-------- Provided data --------

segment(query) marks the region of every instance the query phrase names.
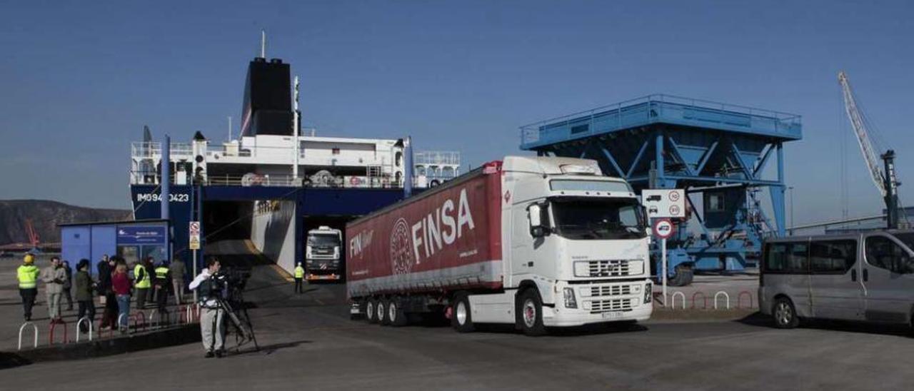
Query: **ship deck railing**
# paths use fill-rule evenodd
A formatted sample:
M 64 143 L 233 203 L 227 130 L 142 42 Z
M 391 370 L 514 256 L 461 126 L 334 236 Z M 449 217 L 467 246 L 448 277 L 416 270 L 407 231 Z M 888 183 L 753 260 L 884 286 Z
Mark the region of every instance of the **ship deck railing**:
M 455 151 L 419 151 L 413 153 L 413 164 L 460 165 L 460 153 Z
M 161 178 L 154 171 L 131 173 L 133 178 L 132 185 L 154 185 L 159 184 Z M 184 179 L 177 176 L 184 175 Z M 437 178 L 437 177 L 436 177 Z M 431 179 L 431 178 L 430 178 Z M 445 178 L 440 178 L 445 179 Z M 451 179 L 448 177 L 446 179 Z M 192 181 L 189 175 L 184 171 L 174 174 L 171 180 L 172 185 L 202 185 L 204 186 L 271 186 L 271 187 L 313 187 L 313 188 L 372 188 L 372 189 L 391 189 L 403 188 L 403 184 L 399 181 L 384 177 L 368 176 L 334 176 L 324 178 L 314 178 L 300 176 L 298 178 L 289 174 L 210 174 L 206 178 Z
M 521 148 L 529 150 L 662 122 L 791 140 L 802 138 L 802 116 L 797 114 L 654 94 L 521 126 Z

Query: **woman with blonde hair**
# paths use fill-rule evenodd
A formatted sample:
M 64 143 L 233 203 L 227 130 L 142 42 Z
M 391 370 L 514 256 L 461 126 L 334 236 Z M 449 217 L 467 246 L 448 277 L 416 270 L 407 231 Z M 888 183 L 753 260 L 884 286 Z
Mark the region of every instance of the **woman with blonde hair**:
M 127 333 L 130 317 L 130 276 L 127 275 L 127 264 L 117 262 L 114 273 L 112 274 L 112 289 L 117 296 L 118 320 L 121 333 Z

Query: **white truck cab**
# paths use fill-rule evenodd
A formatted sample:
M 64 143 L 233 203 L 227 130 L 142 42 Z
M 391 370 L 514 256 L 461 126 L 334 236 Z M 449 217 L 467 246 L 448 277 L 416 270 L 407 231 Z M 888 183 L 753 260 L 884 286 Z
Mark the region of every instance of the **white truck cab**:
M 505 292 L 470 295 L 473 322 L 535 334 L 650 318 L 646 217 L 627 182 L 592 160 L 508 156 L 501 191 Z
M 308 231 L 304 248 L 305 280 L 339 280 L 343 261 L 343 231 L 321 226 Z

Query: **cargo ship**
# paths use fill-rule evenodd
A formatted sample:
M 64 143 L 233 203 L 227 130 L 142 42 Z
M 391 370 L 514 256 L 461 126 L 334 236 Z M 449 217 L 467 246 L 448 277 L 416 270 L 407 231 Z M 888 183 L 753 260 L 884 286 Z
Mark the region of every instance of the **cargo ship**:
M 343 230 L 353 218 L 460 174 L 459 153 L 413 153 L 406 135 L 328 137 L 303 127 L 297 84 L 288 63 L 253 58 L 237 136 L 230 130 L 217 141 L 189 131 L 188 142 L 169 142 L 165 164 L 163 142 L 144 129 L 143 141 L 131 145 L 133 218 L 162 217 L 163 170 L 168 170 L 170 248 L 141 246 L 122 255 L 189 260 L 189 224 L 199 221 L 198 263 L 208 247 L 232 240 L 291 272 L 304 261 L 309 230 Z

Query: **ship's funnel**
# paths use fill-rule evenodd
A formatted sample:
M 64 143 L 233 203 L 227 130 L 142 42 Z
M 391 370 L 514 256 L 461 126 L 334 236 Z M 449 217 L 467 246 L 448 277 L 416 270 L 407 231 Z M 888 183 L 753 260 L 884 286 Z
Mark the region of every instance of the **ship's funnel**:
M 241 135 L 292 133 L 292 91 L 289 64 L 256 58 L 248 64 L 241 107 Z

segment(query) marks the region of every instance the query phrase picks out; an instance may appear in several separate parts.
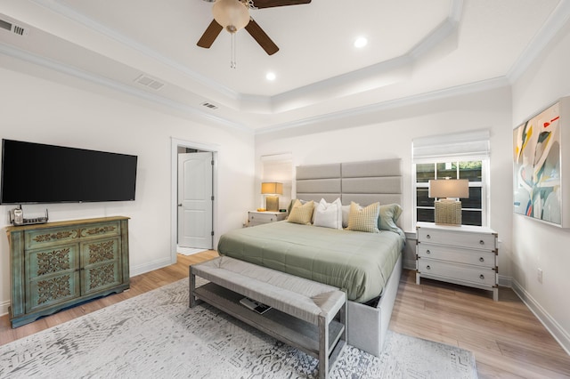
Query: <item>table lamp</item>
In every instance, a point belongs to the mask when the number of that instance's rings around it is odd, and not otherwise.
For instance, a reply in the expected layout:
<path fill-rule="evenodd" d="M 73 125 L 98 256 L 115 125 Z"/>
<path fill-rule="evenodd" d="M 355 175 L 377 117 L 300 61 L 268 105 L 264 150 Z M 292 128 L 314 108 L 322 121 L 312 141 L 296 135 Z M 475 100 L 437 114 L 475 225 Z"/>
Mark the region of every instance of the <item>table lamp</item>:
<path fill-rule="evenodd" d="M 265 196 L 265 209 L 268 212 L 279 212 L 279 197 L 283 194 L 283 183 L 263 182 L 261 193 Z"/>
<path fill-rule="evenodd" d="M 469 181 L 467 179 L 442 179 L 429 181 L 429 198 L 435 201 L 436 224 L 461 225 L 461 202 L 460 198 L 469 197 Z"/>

--------
-------- Provided data --------

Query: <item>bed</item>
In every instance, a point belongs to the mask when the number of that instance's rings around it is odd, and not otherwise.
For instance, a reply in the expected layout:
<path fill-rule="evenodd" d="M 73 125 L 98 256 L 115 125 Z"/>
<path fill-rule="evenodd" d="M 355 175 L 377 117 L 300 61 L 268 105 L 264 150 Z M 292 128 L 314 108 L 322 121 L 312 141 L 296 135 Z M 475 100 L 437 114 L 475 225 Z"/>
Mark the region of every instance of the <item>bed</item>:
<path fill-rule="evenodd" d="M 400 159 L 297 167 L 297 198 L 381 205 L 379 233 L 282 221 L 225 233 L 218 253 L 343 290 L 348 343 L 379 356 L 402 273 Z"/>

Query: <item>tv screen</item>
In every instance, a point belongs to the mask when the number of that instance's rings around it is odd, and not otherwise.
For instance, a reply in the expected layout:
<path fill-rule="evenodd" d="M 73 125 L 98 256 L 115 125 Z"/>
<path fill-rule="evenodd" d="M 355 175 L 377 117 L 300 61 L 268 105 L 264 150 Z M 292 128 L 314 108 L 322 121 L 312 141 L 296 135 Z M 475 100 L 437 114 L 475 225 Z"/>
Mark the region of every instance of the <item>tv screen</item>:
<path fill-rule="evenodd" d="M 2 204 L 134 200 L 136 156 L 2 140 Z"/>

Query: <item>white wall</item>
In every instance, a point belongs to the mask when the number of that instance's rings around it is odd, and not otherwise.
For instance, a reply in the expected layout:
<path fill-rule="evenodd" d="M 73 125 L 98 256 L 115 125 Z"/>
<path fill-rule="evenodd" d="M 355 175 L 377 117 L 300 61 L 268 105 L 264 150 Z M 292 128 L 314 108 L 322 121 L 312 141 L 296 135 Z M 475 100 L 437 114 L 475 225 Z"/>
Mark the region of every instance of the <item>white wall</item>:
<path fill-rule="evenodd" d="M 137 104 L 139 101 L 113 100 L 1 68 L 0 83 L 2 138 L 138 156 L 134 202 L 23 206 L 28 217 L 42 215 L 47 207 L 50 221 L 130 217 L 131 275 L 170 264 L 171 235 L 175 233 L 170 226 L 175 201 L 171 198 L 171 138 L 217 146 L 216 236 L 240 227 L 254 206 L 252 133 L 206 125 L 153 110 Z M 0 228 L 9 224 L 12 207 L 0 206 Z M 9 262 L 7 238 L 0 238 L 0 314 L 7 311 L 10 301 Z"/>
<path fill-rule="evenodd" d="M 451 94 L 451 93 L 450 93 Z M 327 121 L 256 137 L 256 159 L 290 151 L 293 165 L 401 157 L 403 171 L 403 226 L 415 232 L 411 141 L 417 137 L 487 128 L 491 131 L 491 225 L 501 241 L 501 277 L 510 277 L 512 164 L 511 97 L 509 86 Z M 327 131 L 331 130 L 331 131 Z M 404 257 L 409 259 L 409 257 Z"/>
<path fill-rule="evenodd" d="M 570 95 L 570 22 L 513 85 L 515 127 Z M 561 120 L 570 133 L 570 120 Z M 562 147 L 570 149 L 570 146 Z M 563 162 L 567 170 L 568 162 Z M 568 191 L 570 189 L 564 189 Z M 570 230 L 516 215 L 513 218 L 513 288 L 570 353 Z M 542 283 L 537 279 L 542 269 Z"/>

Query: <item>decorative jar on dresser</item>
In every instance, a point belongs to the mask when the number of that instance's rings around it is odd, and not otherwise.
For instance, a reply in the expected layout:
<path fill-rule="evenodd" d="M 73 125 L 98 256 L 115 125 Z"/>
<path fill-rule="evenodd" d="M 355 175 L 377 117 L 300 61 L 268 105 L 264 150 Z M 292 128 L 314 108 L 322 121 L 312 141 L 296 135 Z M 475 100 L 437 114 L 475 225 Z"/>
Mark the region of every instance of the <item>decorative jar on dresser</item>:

--------
-------- Provided data --------

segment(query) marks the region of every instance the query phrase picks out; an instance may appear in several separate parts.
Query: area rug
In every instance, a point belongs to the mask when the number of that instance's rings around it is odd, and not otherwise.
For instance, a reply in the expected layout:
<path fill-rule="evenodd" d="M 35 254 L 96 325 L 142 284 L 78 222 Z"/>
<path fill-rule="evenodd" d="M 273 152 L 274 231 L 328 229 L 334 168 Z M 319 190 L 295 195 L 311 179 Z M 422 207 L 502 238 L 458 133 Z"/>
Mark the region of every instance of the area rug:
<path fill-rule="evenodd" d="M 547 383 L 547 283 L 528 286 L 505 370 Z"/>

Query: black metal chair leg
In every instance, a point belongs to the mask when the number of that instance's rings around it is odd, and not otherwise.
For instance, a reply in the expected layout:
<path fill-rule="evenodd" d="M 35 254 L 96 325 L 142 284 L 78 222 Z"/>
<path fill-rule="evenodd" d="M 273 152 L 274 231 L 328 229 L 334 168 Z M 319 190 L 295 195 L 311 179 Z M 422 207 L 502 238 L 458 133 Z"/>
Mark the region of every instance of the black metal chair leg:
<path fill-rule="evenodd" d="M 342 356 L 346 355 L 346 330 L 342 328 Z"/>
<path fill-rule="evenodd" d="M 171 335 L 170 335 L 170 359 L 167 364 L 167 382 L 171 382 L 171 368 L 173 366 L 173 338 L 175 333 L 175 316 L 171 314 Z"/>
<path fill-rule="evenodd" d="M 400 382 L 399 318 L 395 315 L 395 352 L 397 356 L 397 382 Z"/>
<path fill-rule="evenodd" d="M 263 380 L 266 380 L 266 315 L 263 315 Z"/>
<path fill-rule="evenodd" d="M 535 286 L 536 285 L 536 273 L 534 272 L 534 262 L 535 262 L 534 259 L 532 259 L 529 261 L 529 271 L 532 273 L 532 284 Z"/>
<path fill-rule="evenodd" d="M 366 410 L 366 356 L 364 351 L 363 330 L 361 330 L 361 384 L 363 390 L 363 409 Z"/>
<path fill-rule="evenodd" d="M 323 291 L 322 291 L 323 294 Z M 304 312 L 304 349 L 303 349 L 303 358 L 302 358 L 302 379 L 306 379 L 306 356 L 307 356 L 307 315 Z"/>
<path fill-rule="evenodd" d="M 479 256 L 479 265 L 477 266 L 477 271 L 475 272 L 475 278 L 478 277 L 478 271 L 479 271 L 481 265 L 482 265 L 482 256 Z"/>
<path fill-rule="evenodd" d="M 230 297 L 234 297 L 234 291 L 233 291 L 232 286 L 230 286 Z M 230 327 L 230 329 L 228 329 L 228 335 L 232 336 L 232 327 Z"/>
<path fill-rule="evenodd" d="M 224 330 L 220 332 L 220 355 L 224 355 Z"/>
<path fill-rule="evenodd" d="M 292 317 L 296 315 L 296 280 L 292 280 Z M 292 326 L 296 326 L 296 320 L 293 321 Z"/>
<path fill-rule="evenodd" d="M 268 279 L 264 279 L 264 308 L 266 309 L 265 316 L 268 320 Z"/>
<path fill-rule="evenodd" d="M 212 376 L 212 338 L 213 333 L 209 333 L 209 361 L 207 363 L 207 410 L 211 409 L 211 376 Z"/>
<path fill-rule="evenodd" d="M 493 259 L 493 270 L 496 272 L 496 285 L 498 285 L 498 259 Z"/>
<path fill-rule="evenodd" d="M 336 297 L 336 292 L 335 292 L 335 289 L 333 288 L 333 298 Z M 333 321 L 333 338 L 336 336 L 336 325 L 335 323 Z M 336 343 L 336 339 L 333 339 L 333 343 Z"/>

--------

▶ **Your task**: Give the lines again, starting at the line containing "Query: **ship's funnel**" and ending at the line containing "M 241 135 L". Swap every "funnel" for "smokestack" and leave everything else unchanged.

▶ **Output**:
Query: **ship's smokestack**
# paths use fill-rule evenodd
A formatted sample:
M 64 143 L 233 203 L 227 130 L 142 42 Z
M 391 370 L 514 256 L 461 126 L 334 236 Z M 449 217 L 467 246 L 448 277 L 416 270 L 407 231 Z M 888 183 L 753 260 L 884 286 Z
Mark the region of every instance of the **ship's smokestack**:
M 241 135 L 292 133 L 292 91 L 289 64 L 256 58 L 248 64 L 241 107 Z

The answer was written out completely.